Your task is to quote the records from their first line through the line containing "point: woman in fur coat", with nothing added or left out.

Records shown: Begin

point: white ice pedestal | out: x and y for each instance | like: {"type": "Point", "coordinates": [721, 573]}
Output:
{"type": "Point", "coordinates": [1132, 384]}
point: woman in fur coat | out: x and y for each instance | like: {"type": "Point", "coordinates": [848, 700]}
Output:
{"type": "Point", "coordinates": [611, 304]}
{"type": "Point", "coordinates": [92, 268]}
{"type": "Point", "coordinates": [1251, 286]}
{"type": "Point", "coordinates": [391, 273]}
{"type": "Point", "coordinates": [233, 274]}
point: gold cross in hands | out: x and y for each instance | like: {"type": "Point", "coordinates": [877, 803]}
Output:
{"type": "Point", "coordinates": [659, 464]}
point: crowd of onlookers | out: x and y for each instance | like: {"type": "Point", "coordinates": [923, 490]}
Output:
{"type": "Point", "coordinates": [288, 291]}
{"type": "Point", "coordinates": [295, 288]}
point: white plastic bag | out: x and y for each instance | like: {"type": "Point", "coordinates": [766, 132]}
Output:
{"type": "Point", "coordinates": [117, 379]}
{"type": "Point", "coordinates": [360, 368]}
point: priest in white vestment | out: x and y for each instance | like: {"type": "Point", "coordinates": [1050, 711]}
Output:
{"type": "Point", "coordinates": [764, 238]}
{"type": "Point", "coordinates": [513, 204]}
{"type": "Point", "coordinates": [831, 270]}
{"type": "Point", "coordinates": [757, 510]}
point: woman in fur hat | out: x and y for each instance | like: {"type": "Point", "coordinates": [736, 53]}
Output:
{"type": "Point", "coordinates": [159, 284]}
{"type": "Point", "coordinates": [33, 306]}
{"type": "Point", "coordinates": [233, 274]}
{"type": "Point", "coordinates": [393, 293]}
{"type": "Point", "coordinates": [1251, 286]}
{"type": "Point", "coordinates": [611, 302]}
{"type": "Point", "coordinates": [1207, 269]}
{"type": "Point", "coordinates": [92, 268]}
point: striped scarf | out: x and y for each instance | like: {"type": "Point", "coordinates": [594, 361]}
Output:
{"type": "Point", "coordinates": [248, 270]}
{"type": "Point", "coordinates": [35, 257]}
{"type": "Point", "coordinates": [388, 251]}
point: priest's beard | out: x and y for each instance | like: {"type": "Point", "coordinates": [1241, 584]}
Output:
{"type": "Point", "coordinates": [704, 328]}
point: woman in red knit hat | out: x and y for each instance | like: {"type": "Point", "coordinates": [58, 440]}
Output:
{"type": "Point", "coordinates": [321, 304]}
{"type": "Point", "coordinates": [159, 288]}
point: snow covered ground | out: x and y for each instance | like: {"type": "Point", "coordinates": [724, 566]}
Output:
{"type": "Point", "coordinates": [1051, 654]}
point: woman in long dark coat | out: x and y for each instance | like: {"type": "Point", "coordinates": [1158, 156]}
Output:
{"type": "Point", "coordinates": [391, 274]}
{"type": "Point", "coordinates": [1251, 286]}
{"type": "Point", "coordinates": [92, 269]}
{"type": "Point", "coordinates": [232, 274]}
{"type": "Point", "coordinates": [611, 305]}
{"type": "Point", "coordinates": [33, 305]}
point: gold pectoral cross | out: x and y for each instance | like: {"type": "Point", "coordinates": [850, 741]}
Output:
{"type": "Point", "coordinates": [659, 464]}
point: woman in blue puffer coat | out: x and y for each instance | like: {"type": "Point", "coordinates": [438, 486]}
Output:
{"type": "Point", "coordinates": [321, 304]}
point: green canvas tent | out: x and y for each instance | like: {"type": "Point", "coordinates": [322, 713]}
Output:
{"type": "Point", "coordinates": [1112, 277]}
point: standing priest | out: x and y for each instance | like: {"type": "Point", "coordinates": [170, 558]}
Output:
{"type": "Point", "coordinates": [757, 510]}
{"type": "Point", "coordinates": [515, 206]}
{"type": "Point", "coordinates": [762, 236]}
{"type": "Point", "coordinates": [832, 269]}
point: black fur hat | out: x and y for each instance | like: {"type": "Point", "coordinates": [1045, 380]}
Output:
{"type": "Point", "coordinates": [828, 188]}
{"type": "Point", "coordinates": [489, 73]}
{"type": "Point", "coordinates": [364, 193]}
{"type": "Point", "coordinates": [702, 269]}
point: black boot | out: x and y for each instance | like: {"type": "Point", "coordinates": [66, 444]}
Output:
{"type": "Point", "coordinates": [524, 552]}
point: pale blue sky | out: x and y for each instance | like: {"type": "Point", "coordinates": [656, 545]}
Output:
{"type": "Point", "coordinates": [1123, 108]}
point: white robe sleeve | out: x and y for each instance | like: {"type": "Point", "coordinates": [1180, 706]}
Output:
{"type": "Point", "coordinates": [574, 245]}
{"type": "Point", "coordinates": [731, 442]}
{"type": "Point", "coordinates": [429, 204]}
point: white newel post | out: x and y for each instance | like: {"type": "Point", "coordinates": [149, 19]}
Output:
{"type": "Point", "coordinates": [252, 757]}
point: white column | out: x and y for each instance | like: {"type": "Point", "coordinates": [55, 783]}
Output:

Records shown: End

● Solution below
point: white ice pedestal | out: x and y for each instance | like: {"type": "Point", "coordinates": [721, 573]}
Output:
{"type": "Point", "coordinates": [1132, 384]}
point: woman in fur coat | out: x and y for each instance | like: {"type": "Point", "coordinates": [848, 700]}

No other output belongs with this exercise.